(THE RECORDS begins)

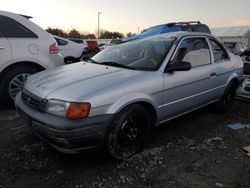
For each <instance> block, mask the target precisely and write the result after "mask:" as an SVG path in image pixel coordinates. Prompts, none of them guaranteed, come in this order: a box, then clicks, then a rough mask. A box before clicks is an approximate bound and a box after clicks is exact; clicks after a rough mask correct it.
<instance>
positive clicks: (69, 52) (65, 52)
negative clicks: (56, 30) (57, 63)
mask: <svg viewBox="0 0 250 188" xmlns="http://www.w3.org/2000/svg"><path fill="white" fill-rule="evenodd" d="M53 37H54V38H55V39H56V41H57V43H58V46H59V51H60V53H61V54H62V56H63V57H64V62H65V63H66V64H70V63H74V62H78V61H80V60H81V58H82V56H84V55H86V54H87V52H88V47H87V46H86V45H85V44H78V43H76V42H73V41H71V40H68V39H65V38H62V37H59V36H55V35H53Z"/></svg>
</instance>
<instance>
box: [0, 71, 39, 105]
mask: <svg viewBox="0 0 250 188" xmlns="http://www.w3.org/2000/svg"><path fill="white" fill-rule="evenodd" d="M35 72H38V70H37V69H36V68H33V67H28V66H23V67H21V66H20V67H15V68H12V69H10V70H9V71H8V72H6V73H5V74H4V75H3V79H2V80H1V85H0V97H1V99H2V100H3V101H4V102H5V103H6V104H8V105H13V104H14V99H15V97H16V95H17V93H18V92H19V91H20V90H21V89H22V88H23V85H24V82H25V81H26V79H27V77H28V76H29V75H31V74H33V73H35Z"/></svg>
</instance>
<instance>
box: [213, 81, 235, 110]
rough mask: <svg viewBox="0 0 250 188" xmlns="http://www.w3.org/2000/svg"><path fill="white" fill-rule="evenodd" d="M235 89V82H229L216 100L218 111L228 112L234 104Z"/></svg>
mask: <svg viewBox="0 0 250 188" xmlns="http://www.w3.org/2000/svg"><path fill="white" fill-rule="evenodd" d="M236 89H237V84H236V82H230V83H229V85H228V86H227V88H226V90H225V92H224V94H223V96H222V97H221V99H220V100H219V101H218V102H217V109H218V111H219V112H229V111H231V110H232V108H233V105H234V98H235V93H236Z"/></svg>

(THE RECORDS ends)
(THE RECORDS begins)

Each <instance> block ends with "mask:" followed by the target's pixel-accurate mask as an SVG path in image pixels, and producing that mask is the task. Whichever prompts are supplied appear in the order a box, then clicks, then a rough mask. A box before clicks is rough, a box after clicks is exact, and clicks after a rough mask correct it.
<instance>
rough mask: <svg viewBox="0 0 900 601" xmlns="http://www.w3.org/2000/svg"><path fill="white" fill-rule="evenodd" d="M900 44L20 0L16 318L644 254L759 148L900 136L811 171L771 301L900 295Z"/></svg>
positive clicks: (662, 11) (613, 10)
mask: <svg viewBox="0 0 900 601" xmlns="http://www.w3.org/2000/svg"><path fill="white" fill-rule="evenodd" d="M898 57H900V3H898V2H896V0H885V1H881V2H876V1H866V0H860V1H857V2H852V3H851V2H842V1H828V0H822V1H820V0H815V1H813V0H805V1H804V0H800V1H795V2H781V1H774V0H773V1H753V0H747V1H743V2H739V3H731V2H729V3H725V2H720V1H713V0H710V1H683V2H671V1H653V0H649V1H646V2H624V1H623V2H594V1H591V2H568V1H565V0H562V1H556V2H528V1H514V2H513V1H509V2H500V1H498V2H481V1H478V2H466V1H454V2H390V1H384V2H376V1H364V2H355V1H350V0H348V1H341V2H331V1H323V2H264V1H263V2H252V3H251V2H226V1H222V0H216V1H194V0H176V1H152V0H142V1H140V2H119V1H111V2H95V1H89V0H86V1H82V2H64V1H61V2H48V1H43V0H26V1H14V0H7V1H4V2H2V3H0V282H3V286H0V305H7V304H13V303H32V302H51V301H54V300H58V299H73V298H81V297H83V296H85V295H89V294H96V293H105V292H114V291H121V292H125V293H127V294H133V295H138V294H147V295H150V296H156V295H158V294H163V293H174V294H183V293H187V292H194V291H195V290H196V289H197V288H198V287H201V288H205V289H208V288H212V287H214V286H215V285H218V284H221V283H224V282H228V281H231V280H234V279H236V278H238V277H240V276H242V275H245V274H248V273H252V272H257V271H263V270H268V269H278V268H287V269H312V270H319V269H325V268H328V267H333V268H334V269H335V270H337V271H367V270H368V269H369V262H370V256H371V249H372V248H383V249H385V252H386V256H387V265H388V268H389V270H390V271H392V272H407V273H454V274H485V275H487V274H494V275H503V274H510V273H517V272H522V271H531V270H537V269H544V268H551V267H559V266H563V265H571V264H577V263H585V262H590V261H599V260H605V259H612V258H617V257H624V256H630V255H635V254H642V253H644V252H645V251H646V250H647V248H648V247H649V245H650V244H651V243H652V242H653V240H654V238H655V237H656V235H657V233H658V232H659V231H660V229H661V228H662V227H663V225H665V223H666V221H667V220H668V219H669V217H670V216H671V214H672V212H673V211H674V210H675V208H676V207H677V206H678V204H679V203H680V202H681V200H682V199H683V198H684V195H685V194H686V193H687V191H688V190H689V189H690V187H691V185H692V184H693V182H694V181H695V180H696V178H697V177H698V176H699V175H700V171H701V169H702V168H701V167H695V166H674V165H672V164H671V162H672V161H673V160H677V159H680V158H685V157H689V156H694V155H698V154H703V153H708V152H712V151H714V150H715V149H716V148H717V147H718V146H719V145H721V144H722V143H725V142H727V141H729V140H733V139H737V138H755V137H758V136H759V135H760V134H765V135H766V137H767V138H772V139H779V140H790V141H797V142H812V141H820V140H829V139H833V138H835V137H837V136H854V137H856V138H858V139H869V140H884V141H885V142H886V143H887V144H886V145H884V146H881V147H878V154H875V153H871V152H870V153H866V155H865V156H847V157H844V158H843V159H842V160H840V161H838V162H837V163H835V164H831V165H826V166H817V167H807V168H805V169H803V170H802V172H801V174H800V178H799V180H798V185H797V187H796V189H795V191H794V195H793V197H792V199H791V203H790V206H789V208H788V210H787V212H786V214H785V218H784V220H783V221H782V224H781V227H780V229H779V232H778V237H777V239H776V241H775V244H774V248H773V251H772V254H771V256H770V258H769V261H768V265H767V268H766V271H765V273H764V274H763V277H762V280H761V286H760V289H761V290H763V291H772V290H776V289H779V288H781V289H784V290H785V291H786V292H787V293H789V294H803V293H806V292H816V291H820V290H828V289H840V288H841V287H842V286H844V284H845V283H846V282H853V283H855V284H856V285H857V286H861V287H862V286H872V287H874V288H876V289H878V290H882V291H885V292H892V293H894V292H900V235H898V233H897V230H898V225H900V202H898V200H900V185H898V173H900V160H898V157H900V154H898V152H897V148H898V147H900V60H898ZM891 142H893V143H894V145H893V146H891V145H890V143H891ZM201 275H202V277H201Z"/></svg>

(THE RECORDS ends)

# DIRECTIONS FOR THIS TASK:
Copy out every line above where "image" is present.

# FINISHED EXERCISE:
For each <instance> block, mask the target precisely and write the result after "mask:" as an SVG path in image pixel coordinates. Prompts, none of them guaranteed, come in this order: a box, then clicks, then a rough mask. A box before clicks is an approximate bound and a box after clicks is exact; clicks after a rough mask correct it.
Each <instance> block ends with "mask:" followed by the target's pixel-accurate mask as an SVG path in image pixels, and producing that mask is the task. Whichever prompts are supplied appear in the order a box, then clicks, then a rough mask. A box before clicks is rough, a box after clicks is exact, and clicks after a rough mask correct it.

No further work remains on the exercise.